_YOUR INSTRUCTIONS_
The lines to be copied are those below that contain "outcrop".

_LISTED RECORDS_
_ _ _

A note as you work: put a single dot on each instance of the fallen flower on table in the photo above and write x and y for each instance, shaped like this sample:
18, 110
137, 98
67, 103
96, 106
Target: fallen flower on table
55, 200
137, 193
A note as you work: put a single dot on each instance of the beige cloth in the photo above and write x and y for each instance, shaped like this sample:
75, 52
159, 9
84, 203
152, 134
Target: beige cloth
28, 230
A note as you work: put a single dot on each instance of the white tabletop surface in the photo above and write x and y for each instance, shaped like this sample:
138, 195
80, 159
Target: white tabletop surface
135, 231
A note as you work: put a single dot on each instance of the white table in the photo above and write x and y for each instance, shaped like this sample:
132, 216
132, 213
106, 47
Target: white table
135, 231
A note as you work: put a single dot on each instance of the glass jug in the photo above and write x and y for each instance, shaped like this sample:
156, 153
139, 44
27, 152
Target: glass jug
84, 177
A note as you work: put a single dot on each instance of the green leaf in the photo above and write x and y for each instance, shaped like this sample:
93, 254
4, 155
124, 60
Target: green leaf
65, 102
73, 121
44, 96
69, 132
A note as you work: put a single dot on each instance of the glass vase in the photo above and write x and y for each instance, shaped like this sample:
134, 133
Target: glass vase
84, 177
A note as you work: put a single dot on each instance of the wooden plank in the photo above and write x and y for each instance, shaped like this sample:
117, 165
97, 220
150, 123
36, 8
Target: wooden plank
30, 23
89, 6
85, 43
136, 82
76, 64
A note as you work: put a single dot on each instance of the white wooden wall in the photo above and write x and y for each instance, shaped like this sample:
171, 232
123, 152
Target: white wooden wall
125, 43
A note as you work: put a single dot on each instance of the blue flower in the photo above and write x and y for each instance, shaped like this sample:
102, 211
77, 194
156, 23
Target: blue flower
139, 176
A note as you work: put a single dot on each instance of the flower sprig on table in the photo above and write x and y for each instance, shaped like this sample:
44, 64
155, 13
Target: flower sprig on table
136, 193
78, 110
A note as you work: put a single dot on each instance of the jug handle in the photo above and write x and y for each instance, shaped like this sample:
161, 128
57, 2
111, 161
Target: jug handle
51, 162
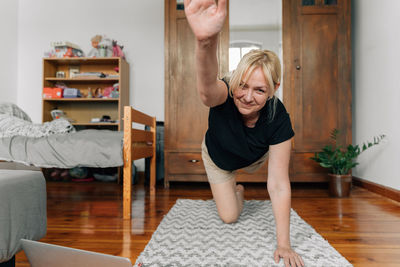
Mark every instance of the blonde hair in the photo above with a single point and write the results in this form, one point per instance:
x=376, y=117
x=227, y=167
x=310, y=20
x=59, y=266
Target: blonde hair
x=270, y=64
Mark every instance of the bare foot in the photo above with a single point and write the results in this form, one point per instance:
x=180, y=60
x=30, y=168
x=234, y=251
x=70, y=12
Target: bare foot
x=240, y=196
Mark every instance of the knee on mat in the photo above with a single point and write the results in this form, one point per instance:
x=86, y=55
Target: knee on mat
x=229, y=218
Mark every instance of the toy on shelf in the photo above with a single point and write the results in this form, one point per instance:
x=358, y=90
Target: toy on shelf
x=117, y=50
x=64, y=49
x=101, y=46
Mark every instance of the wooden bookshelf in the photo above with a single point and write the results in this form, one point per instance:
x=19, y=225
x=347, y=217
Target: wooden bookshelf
x=82, y=110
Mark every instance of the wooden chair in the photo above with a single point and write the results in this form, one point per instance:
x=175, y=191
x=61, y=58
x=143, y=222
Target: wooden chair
x=137, y=144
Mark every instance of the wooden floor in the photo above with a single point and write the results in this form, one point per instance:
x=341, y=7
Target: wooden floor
x=364, y=228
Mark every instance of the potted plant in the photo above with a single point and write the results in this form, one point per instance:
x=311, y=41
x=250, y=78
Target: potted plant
x=340, y=161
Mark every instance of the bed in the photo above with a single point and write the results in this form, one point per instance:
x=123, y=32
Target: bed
x=98, y=148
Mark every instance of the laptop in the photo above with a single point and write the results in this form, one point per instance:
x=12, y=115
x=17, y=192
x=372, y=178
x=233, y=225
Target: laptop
x=47, y=255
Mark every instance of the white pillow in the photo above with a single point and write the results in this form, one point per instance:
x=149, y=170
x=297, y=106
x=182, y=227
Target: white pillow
x=13, y=110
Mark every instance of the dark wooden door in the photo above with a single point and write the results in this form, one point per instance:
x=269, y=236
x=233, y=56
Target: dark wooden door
x=186, y=117
x=317, y=78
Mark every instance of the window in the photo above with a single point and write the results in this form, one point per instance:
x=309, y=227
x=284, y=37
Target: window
x=238, y=49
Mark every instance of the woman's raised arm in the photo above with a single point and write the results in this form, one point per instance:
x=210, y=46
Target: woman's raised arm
x=206, y=20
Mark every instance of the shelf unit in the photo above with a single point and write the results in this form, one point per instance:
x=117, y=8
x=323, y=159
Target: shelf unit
x=82, y=110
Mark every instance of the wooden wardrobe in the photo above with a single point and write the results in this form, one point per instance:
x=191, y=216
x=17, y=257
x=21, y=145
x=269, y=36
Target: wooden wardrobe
x=317, y=92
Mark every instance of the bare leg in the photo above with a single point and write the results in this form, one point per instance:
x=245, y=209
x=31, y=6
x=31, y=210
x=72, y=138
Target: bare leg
x=229, y=200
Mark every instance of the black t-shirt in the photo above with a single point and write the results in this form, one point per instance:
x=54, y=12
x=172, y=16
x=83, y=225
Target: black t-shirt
x=232, y=145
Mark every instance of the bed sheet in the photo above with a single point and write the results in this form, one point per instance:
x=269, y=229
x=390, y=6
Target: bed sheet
x=86, y=148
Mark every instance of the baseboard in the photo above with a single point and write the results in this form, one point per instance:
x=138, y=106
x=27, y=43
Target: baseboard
x=377, y=188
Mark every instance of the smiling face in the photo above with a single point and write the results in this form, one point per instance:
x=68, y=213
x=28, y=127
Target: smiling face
x=250, y=97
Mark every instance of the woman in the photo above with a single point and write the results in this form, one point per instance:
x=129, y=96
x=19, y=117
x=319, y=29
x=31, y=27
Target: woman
x=247, y=124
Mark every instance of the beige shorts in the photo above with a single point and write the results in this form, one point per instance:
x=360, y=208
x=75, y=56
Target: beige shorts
x=217, y=175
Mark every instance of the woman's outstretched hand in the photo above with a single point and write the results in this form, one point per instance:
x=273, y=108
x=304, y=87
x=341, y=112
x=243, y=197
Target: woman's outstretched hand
x=290, y=257
x=205, y=17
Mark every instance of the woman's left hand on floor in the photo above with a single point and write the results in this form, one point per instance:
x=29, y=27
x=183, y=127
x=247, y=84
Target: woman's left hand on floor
x=290, y=257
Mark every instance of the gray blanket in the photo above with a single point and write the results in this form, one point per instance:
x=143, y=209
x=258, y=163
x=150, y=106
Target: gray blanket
x=87, y=148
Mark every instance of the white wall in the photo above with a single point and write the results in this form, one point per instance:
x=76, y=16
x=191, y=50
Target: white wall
x=376, y=88
x=8, y=48
x=137, y=25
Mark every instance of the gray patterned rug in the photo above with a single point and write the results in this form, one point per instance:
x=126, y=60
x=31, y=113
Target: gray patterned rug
x=192, y=234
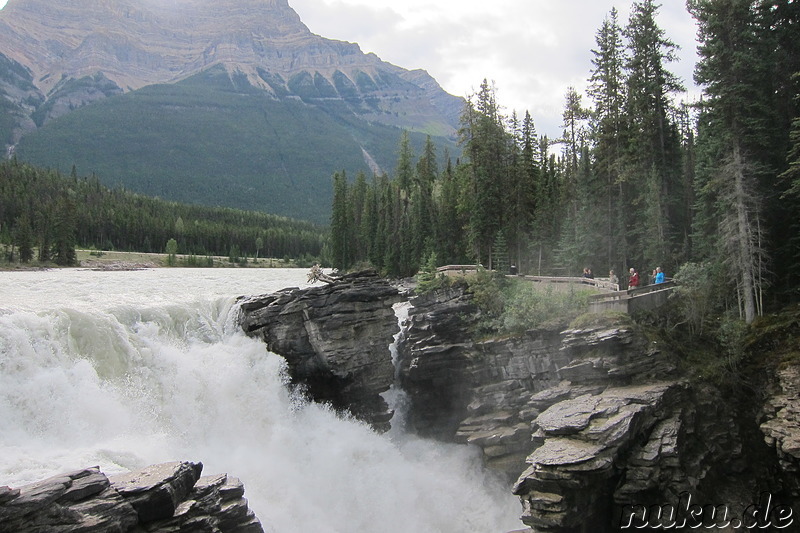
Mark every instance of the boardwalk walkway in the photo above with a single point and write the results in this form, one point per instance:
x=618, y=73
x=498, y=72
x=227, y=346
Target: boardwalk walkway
x=609, y=297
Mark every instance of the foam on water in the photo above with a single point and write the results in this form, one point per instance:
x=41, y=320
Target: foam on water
x=123, y=370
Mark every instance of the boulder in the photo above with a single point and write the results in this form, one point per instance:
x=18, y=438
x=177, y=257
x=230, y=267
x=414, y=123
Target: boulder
x=166, y=498
x=335, y=339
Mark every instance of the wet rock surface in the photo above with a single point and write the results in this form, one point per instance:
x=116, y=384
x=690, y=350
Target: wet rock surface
x=335, y=339
x=597, y=419
x=165, y=498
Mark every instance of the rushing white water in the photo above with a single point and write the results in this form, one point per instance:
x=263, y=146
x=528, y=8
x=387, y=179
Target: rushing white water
x=127, y=369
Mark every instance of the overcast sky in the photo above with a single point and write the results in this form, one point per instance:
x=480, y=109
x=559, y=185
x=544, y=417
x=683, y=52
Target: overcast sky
x=533, y=50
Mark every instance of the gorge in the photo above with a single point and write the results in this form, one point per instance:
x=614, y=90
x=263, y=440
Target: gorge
x=589, y=422
x=581, y=422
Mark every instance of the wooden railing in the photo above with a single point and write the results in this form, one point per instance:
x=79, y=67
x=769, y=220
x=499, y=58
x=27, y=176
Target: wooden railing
x=639, y=299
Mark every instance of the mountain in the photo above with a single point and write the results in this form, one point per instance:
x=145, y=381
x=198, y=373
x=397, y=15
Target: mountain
x=223, y=102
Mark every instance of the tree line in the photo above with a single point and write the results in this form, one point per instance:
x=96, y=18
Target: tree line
x=44, y=216
x=637, y=179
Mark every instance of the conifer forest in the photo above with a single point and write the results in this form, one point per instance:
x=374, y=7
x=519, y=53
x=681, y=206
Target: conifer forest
x=639, y=178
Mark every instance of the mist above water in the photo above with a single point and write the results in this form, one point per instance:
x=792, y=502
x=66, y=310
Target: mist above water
x=127, y=369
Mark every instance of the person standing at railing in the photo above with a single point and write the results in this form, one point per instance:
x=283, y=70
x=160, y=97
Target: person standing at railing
x=633, y=279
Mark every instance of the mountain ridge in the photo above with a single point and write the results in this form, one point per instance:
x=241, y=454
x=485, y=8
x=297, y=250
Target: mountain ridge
x=56, y=60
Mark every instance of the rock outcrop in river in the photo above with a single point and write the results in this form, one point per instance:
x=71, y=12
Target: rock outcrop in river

_ _ _

_TASK RESULT_
Mark every instance of the rock outcrop in river in the photo above with a single point and write the results in this form, one point per instance:
Target: rock outcrop in river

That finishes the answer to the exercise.